2上記1の処分のうち税額1334万6800円を超えない部分の取消
しを求める訴えを却下する。
3訴訟費用は,これを5分し,その4を原告の負担とし,その余を被告
の負担とする。
事実及び理由
第1請求
処分行政庁が平成21年8月3日付けで原告に対してした別紙物件目録記載
の各不動産の取得に係る別紙処分目録記載の不動産取得税の賦課処分を取り消
す。
第2事案の概要
本件は,信託契約の終了を原因として別紙物件目録記載の各土地(以下「本
件不動産」という。)を取得したことについて,処分行政庁から不動産取得税
賦課処分(以下「本件賦課処分」という。)を受けた原告が,上記不動産の取
得は地方税法(平成21年法律第9号による改正前のもの。以下特記しない限
り同じ。)73条の7第4号所定の不動産取得税を課することができない場合
に当たると主張して,その取消しを求めた事案である。
1地方税法の定め
(1)不動産取得税は,不動産の取得に対し,当該不動産所在の道府県におい
て,当該不動産の取得者に課する(73条の2第1項)。

◆ 記録データ:
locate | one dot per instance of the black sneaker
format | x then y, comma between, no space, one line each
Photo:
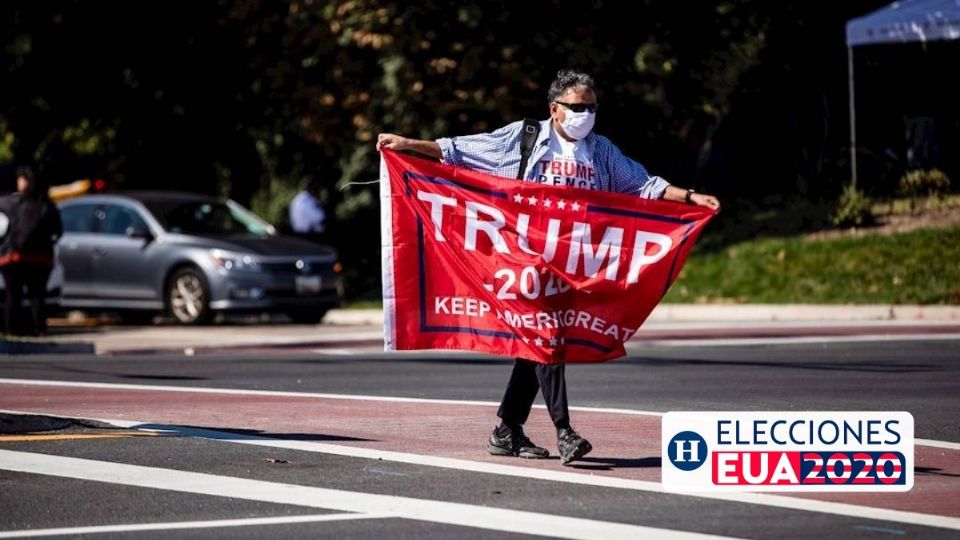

◆ 必要な作業:
#1 判決文によると、処分行政庁が原告に賦課処分をした日付はいつか。
#2 判決文の「3訴訟費用は,これを5分し,その4を原告の負担とし,その余を被告」から「に当たると主張して,その取消しを求めた事案である。」までの部分を、一字も変えずに打ち直せ。

◆ 作業の結果:
#1 平成21年8月3日付け。

#2
3訴訟費用は,これを5分し,その4を原告の負担とし,その余を被告
の負担とする。
事実及び理由
第1請求
処分行政庁が平成21年8月3日付けで原告に対してした別紙物件目録記載
の各不動産の取得に係る別紙処分目録記載の不動産取得税の賦課処分を取り消
す。
第2事案の概要
本件は,信託契約の終了を原因として別紙物件目録記載の各土地(以下「本
件不動産」という。)を取得したことについて,処分行政庁から不動産取得税
賦課処分(以下「本件賦課処分」という。)を受けた原告が,上記不動産の取
得は地方税法(平成21年法律第9号による改正前のもの。以下特記しない限
り同じ。)73条の7第4号所定の不動産取得税を課することができない場合
に当たると主張して,その取消しを求めた事案である。